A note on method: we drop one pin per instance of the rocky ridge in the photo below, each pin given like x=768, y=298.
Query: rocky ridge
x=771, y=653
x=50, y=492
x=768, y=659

◆ **PROBLEM REQUIREMENTS**:
Reproduce the listing above verbatim, keeping every line in its original order.

◆ **ANSWER TO THE EXERCISE**:
A note on method: we drop one pin per instance of the rocky ridge in the photo below, each pin given like x=768, y=298.
Query: rocky ridge
x=771, y=653
x=50, y=492
x=768, y=659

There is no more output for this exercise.